JOBS —
1) In the passage on the office of Protector, under what condition may the Protector resign?
2) Using the passage on the office of Protector, explain why the post should be held for life. Answer in one to three sentences.
3) Carry the passage on the office of Protector forward from its last sentence, keeping its line of argument and voice.

The only solution, therefore, is an appointment by the previous Protector, who would also be a man of ingenious skills and infrequently found understanding as well as-which is desirable-remarkable accomplishment in another field of activity, of a successor deemed as worthy in serving as the guardian of a meritocracy. The position would be occupied for life, but nevertheless incur the same limits standing alone as that of any lower-level official. Economic control, in other words, is denied even the Protector, though he should be permitted and encouraged (but not through the use of public funds) to pursue a private economic endeavor detached from the affairs of government and thereby gain a stake in the economy he was sworn to protect. The lifetime occupation of the post is desirable due to the consistency that it bestows upon the reactive mechanism. The Protector would be able to, first, establish a vast record of experience and tactical judgment, second, to train a successor for a lengthier time during his more aged years using the entire repository of his amplified knowledge, and, third, eliminate the ability of pressure groups to capitalize on a proximate alteration in leadership in order to elevate their own minions. Though, given that a man owes no unwanted positive service obligations to his society, the Protector should be permitted to resign at will, under the condition that he has appointed a successor to the position.

RECORD LIST —
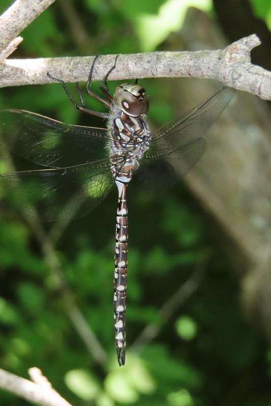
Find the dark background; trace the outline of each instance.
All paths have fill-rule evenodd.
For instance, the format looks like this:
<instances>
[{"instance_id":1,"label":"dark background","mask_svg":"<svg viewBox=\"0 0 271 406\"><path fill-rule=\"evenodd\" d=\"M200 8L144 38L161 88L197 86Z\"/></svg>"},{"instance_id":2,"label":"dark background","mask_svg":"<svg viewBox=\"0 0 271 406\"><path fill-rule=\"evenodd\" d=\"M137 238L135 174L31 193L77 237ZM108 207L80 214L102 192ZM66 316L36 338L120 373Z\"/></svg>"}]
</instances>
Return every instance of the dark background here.
<instances>
[{"instance_id":1,"label":"dark background","mask_svg":"<svg viewBox=\"0 0 271 406\"><path fill-rule=\"evenodd\" d=\"M2 0L0 11L11 3ZM184 19L188 6L197 2L184 3L59 0L23 31L24 41L11 57L185 50ZM257 33L262 45L253 51L253 62L271 69L269 1L198 3L226 44ZM150 95L154 128L177 114L169 95L172 80L140 81ZM113 93L116 83L109 85ZM101 109L88 101L90 108ZM74 109L57 84L2 89L0 107L103 126ZM0 165L6 167L4 158ZM40 368L74 405L270 404L271 352L240 303L240 275L233 264L238 253L228 249L232 243L185 183L158 196L138 191L129 190L125 366L117 363L113 328L114 187L95 211L63 230L53 223L29 224L2 209L0 366L25 378L28 368ZM54 231L59 237L54 249ZM85 325L78 324L75 309ZM0 404L27 402L2 391Z\"/></svg>"}]
</instances>

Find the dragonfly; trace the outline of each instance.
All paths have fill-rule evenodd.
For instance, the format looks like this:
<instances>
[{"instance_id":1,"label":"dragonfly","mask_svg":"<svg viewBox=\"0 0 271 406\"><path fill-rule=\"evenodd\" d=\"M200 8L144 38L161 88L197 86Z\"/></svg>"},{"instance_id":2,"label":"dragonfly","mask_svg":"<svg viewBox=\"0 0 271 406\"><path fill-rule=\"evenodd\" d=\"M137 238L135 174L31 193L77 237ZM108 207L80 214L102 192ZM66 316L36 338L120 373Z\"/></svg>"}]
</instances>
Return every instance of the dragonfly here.
<instances>
[{"instance_id":1,"label":"dragonfly","mask_svg":"<svg viewBox=\"0 0 271 406\"><path fill-rule=\"evenodd\" d=\"M140 166L165 160L178 177L185 175L204 153L204 134L233 96L224 87L194 107L152 133L146 114L149 102L145 90L136 80L123 83L114 96L107 86L117 59L100 84L106 97L95 93L91 82L96 56L91 66L86 91L105 105L108 113L89 109L78 82L80 105L65 83L59 82L79 111L106 120L104 128L61 122L21 110L0 112L0 144L42 168L0 175L0 197L12 201L24 216L45 221L69 220L93 210L116 185L114 270L114 327L117 361L125 363L126 283L128 249L127 190ZM144 172L143 172L144 174Z\"/></svg>"}]
</instances>

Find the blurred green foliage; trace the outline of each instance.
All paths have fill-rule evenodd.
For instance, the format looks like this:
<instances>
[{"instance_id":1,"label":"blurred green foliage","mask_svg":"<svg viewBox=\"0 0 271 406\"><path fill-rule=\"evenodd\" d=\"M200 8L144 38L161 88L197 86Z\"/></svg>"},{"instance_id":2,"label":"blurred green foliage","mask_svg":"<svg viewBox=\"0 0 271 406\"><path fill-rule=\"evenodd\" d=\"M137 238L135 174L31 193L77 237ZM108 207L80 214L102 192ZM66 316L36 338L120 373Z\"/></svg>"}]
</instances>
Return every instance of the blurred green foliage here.
<instances>
[{"instance_id":1,"label":"blurred green foliage","mask_svg":"<svg viewBox=\"0 0 271 406\"><path fill-rule=\"evenodd\" d=\"M267 0L251 2L259 17L270 13ZM11 3L2 0L0 11ZM163 19L163 10L177 5L179 10L182 4L165 3L71 0L88 39L83 46L65 17L65 3L56 1L22 33L24 39L15 56L160 49L170 24L168 21L163 36L158 32L150 41L146 37L149 19L159 21ZM205 10L212 6L207 2L185 2L182 12L189 4L196 3ZM182 20L178 21L179 27ZM164 97L166 88L158 87L155 80L142 82L150 95L153 122L160 125L172 118L171 107ZM115 84L109 84L113 91ZM94 88L97 89L97 84ZM90 103L94 109L100 109L94 101ZM3 89L0 107L33 111L73 123L101 125L98 119L89 122L89 117L80 115L61 86L55 84ZM5 167L4 160L0 163ZM95 212L69 224L56 253L73 297L104 349L107 361L103 367L98 365L75 331L56 277L45 262L31 229L24 221L14 220L14 213L11 216L2 211L1 367L27 377L27 368L38 366L74 405L267 406L271 394L270 351L266 352L242 314L237 282L210 227L210 218L181 183L158 198L143 198L131 187L129 200L125 366L119 368L117 364L113 337L114 189ZM49 232L53 224L45 227ZM198 288L167 319L160 310L197 268L202 268L204 274ZM146 326L160 329L154 340L140 346L139 337ZM132 352L134 342L139 352ZM26 403L2 391L0 404Z\"/></svg>"}]
</instances>

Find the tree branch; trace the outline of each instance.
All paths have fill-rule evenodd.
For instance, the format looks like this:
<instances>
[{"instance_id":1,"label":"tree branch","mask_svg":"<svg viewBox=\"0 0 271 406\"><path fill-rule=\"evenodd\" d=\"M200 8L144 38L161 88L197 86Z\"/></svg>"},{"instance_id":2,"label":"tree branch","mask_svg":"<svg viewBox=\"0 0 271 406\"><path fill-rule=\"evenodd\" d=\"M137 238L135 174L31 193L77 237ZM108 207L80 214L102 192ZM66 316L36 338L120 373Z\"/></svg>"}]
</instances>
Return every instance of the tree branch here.
<instances>
[{"instance_id":1,"label":"tree branch","mask_svg":"<svg viewBox=\"0 0 271 406\"><path fill-rule=\"evenodd\" d=\"M40 369L31 368L28 372L34 382L0 369L0 388L41 406L71 406L52 389Z\"/></svg>"},{"instance_id":2,"label":"tree branch","mask_svg":"<svg viewBox=\"0 0 271 406\"><path fill-rule=\"evenodd\" d=\"M55 0L17 0L0 17L0 52Z\"/></svg>"},{"instance_id":3,"label":"tree branch","mask_svg":"<svg viewBox=\"0 0 271 406\"><path fill-rule=\"evenodd\" d=\"M271 100L271 72L250 61L250 52L259 45L255 34L224 49L196 52L158 52L120 55L111 80L138 78L194 77L217 79L226 86ZM101 55L93 80L101 80L115 55ZM53 83L47 76L65 82L85 81L93 56L6 59L0 67L0 87Z\"/></svg>"}]
</instances>

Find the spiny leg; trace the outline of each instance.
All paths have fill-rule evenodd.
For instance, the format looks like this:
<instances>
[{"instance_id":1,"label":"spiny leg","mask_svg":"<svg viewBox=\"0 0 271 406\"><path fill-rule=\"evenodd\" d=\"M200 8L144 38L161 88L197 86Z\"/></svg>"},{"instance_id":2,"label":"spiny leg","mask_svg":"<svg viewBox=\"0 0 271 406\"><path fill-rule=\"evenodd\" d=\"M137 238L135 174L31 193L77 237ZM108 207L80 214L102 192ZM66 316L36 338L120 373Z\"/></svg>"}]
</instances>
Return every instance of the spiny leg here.
<instances>
[{"instance_id":1,"label":"spiny leg","mask_svg":"<svg viewBox=\"0 0 271 406\"><path fill-rule=\"evenodd\" d=\"M102 117L102 118L107 118L108 115L106 113L101 113L100 112L98 112L98 111L95 111L94 110L91 110L89 109L87 109L85 107L85 103L84 100L84 99L83 98L83 96L82 95L82 93L81 93L81 89L80 88L79 84L79 83L78 82L76 82L75 84L76 85L76 88L77 89L77 91L78 92L78 94L79 94L79 97L80 97L80 101L81 101L81 104L82 105L81 106L79 106L79 105L78 105L76 103L76 102L75 101L75 100L73 98L73 96L72 96L72 95L70 93L70 91L68 89L68 88L67 87L67 86L66 86L66 85L65 84L65 83L63 80L62 80L61 79L59 79L57 78L54 78L53 76L52 76L51 75L50 75L49 72L47 72L47 75L48 77L50 78L50 79L52 79L52 80L54 80L55 82L57 82L61 84L61 85L62 85L62 87L63 87L63 89L64 89L64 90L65 91L65 93L66 93L67 95L68 96L68 97L69 97L69 98L70 99L70 100L71 100L71 101L72 102L72 103L73 104L74 106L78 110L80 110L80 111L84 112L84 113L87 113L88 114L92 114L93 116L97 116L98 117Z\"/></svg>"},{"instance_id":2,"label":"spiny leg","mask_svg":"<svg viewBox=\"0 0 271 406\"><path fill-rule=\"evenodd\" d=\"M89 94L89 96L91 96L92 97L93 97L96 100L98 100L99 101L101 101L102 103L103 103L104 105L106 105L108 107L110 107L110 106L111 106L110 102L113 100L113 97L110 98L110 101L108 101L107 100L105 100L104 98L103 98L103 97L101 97L101 96L99 96L98 94L96 94L96 93L94 93L94 92L93 92L93 91L91 89L91 83L92 82L92 74L93 73L93 68L94 67L94 64L98 56L99 56L98 55L97 55L95 56L93 62L92 63L92 67L91 67L91 70L89 71L89 73L88 74L88 78L87 79L87 82L86 82L86 90L87 94Z\"/></svg>"},{"instance_id":3,"label":"spiny leg","mask_svg":"<svg viewBox=\"0 0 271 406\"><path fill-rule=\"evenodd\" d=\"M99 86L100 88L101 89L103 93L104 93L104 94L108 97L108 98L109 99L109 100L110 100L110 101L111 103L113 100L113 98L112 97L112 96L111 95L111 94L109 93L109 92L108 91L108 88L107 87L107 79L108 78L108 76L110 74L110 73L115 68L116 65L116 60L117 60L118 56L119 56L118 55L116 55L116 57L115 58L115 63L114 63L114 64L112 66L112 67L110 68L110 69L109 69L109 70L108 71L108 72L107 72L107 73L106 74L106 75L105 75L105 76L104 77L104 78L102 80L102 82L100 84L100 86Z\"/></svg>"}]
</instances>

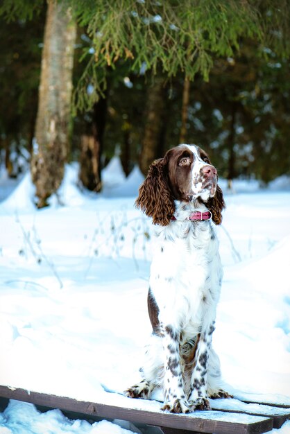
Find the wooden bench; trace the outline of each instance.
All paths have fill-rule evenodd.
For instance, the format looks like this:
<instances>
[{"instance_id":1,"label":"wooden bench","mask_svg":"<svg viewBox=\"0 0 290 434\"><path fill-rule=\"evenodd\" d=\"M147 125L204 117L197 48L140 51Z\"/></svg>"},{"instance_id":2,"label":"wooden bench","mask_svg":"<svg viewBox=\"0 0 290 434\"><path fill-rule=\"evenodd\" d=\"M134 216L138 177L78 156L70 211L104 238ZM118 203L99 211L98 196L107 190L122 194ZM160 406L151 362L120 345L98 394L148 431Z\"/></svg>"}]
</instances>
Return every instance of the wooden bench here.
<instances>
[{"instance_id":1,"label":"wooden bench","mask_svg":"<svg viewBox=\"0 0 290 434\"><path fill-rule=\"evenodd\" d=\"M259 434L280 428L290 417L290 408L286 406L257 406L257 403L237 406L236 400L232 406L229 400L212 400L211 411L175 415L161 411L156 401L130 399L108 392L104 392L102 402L91 402L0 385L0 397L2 401L17 399L46 409L59 408L69 416L73 413L73 417L120 419L146 424L159 427L164 434Z\"/></svg>"}]
</instances>

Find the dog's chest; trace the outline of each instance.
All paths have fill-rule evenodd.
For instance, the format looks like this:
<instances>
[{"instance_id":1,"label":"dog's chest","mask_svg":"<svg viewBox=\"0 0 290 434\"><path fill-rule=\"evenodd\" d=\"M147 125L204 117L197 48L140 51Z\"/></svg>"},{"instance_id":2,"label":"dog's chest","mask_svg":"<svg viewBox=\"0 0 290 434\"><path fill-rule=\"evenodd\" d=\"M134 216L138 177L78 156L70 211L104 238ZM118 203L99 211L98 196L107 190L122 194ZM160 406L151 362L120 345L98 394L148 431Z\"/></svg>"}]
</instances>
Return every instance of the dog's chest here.
<instances>
[{"instance_id":1,"label":"dog's chest","mask_svg":"<svg viewBox=\"0 0 290 434\"><path fill-rule=\"evenodd\" d=\"M208 222L167 227L156 238L150 287L165 322L198 327L207 294L217 290L218 241Z\"/></svg>"}]
</instances>

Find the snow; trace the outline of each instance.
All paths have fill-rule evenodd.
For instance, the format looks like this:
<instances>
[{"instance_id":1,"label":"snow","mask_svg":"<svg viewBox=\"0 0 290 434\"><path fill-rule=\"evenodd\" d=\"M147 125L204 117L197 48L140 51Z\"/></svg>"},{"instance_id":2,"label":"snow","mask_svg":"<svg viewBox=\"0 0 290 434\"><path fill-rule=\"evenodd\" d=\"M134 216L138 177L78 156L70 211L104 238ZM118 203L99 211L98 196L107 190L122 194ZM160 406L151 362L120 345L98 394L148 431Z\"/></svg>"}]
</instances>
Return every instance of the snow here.
<instances>
[{"instance_id":1,"label":"snow","mask_svg":"<svg viewBox=\"0 0 290 434\"><path fill-rule=\"evenodd\" d=\"M119 393L139 379L151 333L151 226L134 207L144 178L137 167L126 178L116 156L103 192L92 195L78 189L77 173L76 164L66 168L42 210L29 174L12 191L0 177L0 384L127 402ZM221 185L225 275L213 344L225 387L236 398L290 406L289 179L262 189L255 180L234 182L231 191ZM11 401L0 434L139 432L118 424L70 421ZM279 430L289 433L290 421Z\"/></svg>"}]
</instances>

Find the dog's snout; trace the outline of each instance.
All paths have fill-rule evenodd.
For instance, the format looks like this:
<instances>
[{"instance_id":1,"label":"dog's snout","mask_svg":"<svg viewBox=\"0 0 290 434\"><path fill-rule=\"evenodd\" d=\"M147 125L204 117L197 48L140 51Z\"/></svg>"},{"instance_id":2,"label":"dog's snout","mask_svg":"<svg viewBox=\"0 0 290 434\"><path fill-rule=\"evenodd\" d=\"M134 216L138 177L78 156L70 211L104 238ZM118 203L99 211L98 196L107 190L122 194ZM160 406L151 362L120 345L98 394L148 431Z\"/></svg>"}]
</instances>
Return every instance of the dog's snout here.
<instances>
[{"instance_id":1,"label":"dog's snout","mask_svg":"<svg viewBox=\"0 0 290 434\"><path fill-rule=\"evenodd\" d=\"M201 169L202 173L206 177L216 176L216 169L213 166L204 166Z\"/></svg>"}]
</instances>

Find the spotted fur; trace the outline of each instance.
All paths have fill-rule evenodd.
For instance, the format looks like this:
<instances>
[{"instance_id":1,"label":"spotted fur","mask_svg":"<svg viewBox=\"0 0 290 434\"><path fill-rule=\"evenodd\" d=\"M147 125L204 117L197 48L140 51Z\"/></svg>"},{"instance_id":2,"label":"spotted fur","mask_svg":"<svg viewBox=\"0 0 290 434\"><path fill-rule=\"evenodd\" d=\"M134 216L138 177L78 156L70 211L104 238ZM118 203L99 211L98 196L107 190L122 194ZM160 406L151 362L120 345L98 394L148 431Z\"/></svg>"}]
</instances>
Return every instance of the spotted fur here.
<instances>
[{"instance_id":1,"label":"spotted fur","mask_svg":"<svg viewBox=\"0 0 290 434\"><path fill-rule=\"evenodd\" d=\"M163 410L209 410L209 397L229 396L212 347L223 274L212 223L221 224L225 207L216 170L198 146L180 145L151 164L136 205L155 225L148 296L153 334L144 380L126 394L148 398L162 388ZM208 210L212 220L187 219Z\"/></svg>"}]
</instances>

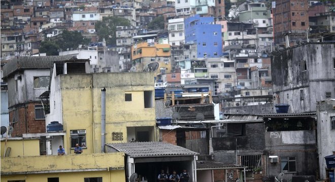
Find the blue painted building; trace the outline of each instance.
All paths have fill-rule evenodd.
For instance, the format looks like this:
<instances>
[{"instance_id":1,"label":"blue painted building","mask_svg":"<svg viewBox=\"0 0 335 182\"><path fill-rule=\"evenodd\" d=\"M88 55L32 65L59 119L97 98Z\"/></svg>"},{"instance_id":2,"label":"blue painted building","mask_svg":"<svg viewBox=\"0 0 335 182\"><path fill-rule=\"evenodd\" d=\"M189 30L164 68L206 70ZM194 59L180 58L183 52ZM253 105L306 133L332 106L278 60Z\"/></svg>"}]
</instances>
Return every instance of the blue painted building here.
<instances>
[{"instance_id":1,"label":"blue painted building","mask_svg":"<svg viewBox=\"0 0 335 182\"><path fill-rule=\"evenodd\" d=\"M221 29L221 25L214 24L213 17L195 15L185 20L185 41L196 43L198 58L220 57L222 54Z\"/></svg>"}]
</instances>

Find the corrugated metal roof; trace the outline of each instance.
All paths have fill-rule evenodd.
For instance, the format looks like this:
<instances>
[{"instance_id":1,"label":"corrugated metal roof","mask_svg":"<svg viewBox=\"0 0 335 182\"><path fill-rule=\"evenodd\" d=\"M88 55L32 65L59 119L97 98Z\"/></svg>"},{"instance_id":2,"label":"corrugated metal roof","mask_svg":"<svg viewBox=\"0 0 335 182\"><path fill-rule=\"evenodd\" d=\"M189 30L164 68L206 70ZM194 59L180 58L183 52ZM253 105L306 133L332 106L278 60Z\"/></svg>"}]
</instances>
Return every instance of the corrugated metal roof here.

RESPONSES —
1) He may resign at will once he has appointed a successor to the position.

2) Lifetime occupation gives consistency to the reactive mechanism. It lets the Protector build a vast record of experience and tactical judgment and spend his later years training a successor with all his knowledge. It also keeps pressure groups from exploiting an upcoming change in leadership to raise their own minions.

3)
The Protector should be permitted to create a network of subordinates as intricate and vast as his post requires. A single man could never fully attend to the logistics, mechanisms, and observations that are absolutely indispensable to the Protectorate. What is essential, however, is that the Protectorate have only a single guiding mind which decides its purpose, while leaving all other members to resolve the means toward accomplishing it.

How the United States would go about establishing a Protectorate and assuring it sound means of enforcement, as well as ample counterbalances to possible abuses of power, will be a matter for a subsequent essay.